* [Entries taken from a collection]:
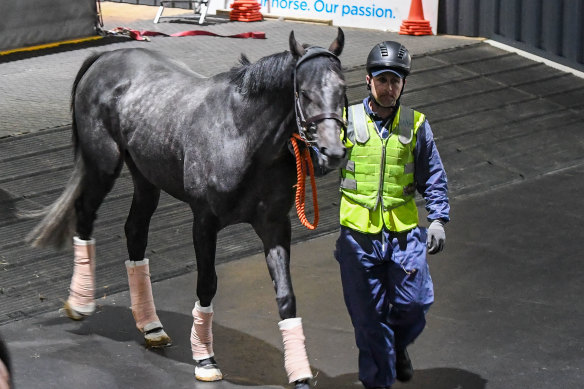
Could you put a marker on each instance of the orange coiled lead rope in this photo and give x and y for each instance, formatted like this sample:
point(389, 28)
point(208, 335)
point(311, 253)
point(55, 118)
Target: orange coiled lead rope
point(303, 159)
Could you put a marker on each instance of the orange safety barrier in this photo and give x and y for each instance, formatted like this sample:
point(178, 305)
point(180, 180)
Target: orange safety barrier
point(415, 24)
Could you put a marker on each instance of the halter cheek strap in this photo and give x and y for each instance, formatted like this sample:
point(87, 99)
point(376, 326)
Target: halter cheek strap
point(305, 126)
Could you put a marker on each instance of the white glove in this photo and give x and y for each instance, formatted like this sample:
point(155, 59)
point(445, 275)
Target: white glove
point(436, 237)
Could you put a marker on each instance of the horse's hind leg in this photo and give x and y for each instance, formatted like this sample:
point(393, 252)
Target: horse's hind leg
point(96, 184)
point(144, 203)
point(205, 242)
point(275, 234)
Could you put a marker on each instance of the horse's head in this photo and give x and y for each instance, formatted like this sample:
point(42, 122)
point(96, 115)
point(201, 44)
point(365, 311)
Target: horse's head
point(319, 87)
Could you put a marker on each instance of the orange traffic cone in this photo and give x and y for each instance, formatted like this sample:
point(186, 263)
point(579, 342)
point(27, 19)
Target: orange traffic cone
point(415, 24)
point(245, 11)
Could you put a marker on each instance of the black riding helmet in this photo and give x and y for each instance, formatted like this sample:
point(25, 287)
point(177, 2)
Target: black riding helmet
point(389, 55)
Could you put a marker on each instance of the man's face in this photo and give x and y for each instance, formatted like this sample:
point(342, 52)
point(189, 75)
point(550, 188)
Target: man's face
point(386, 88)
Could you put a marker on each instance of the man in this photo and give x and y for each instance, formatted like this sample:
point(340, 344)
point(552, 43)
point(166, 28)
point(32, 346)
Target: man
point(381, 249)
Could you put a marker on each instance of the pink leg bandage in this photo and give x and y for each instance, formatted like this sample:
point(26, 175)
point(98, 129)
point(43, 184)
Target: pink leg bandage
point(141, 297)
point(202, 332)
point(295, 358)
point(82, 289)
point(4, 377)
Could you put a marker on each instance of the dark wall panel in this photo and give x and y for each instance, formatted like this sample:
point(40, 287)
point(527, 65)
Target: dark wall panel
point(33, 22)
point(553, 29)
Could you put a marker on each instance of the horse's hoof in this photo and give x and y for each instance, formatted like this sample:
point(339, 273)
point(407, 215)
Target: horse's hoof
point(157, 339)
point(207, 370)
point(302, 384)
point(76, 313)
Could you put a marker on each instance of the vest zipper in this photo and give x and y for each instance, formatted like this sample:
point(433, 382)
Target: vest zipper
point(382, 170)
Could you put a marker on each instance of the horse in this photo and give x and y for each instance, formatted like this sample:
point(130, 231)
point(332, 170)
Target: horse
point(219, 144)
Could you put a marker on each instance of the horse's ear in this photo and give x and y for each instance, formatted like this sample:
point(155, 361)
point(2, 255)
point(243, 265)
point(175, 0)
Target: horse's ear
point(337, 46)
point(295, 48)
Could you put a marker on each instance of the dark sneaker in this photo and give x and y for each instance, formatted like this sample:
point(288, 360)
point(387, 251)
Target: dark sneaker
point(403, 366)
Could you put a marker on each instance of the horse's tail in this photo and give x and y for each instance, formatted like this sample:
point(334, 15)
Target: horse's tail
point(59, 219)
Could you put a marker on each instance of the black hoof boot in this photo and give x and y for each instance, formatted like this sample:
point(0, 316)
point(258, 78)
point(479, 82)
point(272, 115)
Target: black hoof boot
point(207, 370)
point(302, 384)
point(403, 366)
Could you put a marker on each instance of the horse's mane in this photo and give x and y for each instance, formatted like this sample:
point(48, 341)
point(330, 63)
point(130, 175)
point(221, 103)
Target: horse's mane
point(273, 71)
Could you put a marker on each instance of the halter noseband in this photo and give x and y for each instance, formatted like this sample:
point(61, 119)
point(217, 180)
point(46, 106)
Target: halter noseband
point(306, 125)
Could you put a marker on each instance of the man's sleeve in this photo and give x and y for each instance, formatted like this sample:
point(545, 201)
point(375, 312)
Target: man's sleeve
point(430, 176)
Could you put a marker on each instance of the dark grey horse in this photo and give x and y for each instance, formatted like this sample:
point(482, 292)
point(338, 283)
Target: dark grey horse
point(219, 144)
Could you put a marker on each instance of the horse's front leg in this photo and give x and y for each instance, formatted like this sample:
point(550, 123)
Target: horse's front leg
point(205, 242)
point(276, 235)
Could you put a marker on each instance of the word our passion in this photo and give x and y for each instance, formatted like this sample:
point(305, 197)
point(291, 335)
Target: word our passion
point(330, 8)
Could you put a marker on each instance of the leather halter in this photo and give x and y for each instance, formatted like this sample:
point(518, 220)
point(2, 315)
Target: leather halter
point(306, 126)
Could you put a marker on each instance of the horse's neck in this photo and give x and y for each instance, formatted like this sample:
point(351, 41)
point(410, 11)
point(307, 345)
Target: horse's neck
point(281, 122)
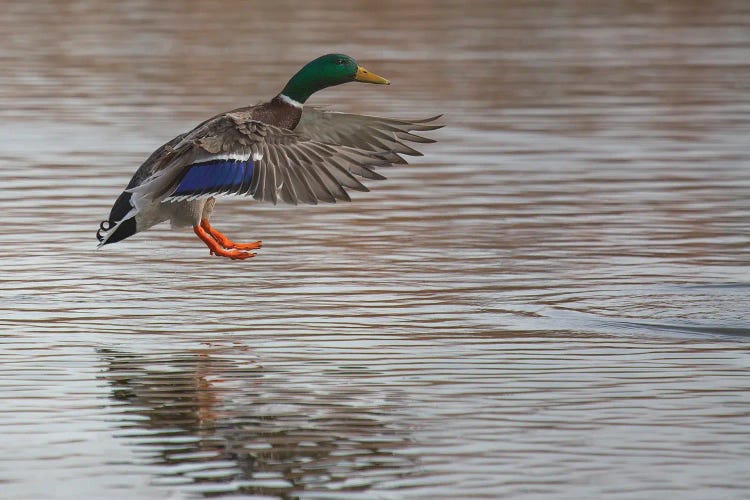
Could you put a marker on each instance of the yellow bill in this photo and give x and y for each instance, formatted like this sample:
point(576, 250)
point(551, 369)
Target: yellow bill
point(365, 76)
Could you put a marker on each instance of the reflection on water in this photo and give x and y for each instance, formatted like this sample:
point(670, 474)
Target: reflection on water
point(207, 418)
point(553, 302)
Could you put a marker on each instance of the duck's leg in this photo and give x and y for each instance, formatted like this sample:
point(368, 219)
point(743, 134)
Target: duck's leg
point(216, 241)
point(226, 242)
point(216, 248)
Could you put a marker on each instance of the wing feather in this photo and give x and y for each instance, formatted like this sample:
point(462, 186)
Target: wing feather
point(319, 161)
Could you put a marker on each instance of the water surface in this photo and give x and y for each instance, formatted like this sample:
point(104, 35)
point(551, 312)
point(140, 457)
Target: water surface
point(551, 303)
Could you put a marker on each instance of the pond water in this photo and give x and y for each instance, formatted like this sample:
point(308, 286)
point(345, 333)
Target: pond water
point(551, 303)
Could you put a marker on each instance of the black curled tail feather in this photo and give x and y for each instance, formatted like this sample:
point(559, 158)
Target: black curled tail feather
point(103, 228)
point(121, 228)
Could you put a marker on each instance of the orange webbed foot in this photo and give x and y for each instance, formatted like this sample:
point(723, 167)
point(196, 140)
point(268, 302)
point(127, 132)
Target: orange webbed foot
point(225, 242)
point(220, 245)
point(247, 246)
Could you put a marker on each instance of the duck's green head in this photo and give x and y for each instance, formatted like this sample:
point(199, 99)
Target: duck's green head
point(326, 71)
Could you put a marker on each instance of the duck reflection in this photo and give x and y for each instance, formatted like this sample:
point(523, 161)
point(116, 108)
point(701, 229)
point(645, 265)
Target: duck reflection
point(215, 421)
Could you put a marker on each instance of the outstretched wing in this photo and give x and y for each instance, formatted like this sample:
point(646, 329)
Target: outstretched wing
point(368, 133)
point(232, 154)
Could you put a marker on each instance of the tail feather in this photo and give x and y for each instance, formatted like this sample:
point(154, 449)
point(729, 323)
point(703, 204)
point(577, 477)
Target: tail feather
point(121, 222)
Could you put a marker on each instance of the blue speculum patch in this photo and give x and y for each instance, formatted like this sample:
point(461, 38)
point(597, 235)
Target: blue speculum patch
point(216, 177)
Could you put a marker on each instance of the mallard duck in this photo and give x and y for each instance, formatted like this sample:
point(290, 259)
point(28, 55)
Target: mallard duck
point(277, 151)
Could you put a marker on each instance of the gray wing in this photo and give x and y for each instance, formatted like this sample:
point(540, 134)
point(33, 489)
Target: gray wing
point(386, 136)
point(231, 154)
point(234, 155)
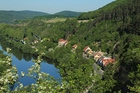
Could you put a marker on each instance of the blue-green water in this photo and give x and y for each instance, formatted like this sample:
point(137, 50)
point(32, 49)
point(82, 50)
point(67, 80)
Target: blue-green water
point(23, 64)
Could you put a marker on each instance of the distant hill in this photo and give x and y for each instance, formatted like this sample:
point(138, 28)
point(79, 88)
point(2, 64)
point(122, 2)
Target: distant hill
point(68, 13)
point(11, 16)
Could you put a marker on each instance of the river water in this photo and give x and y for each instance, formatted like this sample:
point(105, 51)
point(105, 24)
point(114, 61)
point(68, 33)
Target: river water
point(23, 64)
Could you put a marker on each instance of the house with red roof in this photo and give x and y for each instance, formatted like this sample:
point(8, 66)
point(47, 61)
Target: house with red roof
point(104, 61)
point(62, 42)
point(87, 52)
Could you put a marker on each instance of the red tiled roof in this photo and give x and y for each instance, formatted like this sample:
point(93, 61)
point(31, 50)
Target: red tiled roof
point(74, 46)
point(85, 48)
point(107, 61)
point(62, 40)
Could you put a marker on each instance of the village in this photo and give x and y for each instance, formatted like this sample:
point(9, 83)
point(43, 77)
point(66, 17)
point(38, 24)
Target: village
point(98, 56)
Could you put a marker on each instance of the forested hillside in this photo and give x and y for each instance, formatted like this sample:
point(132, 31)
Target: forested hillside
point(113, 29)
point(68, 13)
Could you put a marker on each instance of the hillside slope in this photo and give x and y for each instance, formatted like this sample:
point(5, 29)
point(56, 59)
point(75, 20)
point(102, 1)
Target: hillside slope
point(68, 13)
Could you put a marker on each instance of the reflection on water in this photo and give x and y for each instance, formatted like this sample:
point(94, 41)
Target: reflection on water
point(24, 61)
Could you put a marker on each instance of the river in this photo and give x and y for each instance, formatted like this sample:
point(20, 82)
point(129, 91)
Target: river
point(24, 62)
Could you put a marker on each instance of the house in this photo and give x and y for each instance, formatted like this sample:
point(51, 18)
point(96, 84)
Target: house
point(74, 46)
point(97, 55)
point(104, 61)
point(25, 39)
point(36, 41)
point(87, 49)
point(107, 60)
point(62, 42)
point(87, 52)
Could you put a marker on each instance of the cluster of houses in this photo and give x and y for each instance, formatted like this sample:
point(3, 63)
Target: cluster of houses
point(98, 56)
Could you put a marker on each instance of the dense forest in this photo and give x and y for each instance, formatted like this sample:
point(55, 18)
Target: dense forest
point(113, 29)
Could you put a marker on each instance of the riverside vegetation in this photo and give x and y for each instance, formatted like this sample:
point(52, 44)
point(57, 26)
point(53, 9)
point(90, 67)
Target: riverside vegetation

* [TASK PROMPT]: Look through the entries and return each line that has the word "vegetation" in it.

* [EXERCISE SOLUTION]:
Could you put a marker on each instance of the riverside vegetation in this photo and give x and y for each instance, formatted like this sample:
Target: riverside vegetation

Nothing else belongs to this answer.